Stored data entries:

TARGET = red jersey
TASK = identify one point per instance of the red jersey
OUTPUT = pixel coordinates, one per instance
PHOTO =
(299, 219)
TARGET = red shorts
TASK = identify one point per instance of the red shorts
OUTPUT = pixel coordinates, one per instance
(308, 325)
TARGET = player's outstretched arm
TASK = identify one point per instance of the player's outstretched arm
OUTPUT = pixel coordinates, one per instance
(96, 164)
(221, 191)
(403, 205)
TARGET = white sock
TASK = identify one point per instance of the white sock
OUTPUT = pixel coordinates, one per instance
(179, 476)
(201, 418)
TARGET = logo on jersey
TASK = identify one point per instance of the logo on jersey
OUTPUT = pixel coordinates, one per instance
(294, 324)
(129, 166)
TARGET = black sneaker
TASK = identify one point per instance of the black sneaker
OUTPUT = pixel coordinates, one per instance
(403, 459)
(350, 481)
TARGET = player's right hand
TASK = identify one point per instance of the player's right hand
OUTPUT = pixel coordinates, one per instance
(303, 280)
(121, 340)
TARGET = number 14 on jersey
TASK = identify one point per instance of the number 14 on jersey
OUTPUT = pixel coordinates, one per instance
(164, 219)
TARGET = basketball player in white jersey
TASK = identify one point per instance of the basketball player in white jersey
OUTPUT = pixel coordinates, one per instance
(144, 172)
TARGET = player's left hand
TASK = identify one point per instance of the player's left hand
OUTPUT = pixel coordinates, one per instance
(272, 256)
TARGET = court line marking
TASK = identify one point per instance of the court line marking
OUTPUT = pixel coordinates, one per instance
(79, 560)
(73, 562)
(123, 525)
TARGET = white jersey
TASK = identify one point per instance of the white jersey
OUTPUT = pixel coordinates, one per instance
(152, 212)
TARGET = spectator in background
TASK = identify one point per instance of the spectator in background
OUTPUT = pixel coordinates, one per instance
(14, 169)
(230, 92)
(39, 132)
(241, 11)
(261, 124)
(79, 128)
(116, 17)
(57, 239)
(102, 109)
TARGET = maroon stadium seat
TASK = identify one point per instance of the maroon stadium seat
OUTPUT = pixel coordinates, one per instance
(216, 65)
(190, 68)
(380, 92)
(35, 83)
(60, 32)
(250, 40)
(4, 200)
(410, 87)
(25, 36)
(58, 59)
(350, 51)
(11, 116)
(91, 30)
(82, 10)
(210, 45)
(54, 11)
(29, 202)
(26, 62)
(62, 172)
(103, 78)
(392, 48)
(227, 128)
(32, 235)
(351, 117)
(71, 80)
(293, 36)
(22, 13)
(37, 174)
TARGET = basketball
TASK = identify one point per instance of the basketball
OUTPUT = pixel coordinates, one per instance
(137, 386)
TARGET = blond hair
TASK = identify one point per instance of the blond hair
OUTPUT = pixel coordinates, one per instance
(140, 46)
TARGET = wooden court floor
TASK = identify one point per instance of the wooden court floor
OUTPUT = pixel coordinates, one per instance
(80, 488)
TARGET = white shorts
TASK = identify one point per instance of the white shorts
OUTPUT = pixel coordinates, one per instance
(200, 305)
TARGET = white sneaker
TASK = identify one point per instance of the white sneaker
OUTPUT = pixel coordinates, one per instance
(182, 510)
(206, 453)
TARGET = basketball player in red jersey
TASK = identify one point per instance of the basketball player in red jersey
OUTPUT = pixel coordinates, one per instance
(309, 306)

_TASK GOAL:_
Using the records above as the source, restate each line verbatim.

_TASK OUTPUT:_
TARGET = red jersey
TASK = identify one point per instance of the red jersey
OUTPUT = pixel coordinates, one per instance
PHOTO =
(299, 219)
TARGET = red shorts
TASK = identify one point per instance of the red shorts
OUTPUT = pixel coordinates, one per instance
(308, 325)
TARGET = player's outstretched arm
TASK = identify one point per instance of the player's outstretched arm
OUTPUT = pixel coordinates, one per instance
(96, 164)
(221, 191)
(403, 205)
TARGET = white sock
TASK = identify one point per instance of the white sock
OUTPUT = pixel coordinates, one per instance
(179, 476)
(201, 418)
TARGET = logo on jersey
TASK = identify one point per instance of the logo on jersey
OUTPUT = pixel coordinates, one per instance
(294, 324)
(129, 166)
TARGET = black sneaker
TASK = identify one point per instance of the black sneaker
OUTPUT = pixel coordinates, one per instance
(403, 459)
(350, 481)
TARGET = player's right hand
TASK = identify one point per instance of the player's right hand
OUTPUT = pixel coordinates, one per instance
(303, 280)
(121, 340)
TARGET = number 14 on jersey
TASK = identify one point per instance of the number 14 on jersey
OUTPUT = pixel coordinates, one per instance
(164, 219)
TARGET = basketball player in white jersey
TASK = identify one point per instance of the basketball player in white jersey
OUTPUT = pixel coordinates, one per instance
(144, 172)
TARGET = player's left hand
TASK = identify one point per instance of the player's left hand
OUTPUT = pixel coordinates, one per instance
(272, 256)
TARGET = court line marking
TASK = identify one point per instance of the court line marking
OUTPUT = pixel coordinates, one per instance
(79, 560)
(73, 562)
(123, 525)
TARGET = white jersey
TASK = identify one point per instance of the white jersey
OUTPUT = pixel coordinates, one per instance
(152, 212)
TARGET = spectator in background
TASK = identify one point per instance of the spectator in background
OUTPUT = pixel coordinates, one per instance
(14, 169)
(230, 92)
(39, 132)
(241, 11)
(261, 124)
(79, 128)
(116, 17)
(57, 239)
(102, 109)
TARGET = maroon stadium seat
TASK = identify one point per instance of the maroon stadium seat
OUTPUT = pixel coordinates, one per instance
(216, 65)
(190, 68)
(380, 92)
(35, 83)
(60, 32)
(250, 40)
(4, 200)
(410, 87)
(25, 36)
(58, 59)
(350, 51)
(11, 116)
(91, 30)
(82, 10)
(210, 45)
(54, 11)
(29, 202)
(26, 62)
(62, 172)
(103, 78)
(392, 48)
(227, 128)
(32, 235)
(351, 117)
(71, 80)
(293, 36)
(22, 13)
(37, 174)
TARGET = basketball
TASK = identify one point per instance of the basketball
OUTPUT = pixel coordinates, one per instance
(137, 386)
TARGET = blond hair
TASK = identify one point per instance of the blond hair
OUTPUT = pixel coordinates, one per instance
(140, 46)
TARGET = wooden court floor
TASK = identify one point per instance of the wooden court floor
OUTPUT = pixel coordinates, one per instance
(80, 488)
TARGET = white shorts
TASK = identify one point per instance of the white shorts
OUTPUT = pixel coordinates, one per instance
(200, 305)
TARGET = white sneaker
TASK = identify one point per instance of the white sneaker
OUTPUT = pixel coordinates, one per instance
(182, 510)
(206, 453)
TARGET = basketball player in red jersey
TASK = identify one point per instance of the basketball player in red jersey
OUTPUT = pixel coordinates, one per instance
(309, 306)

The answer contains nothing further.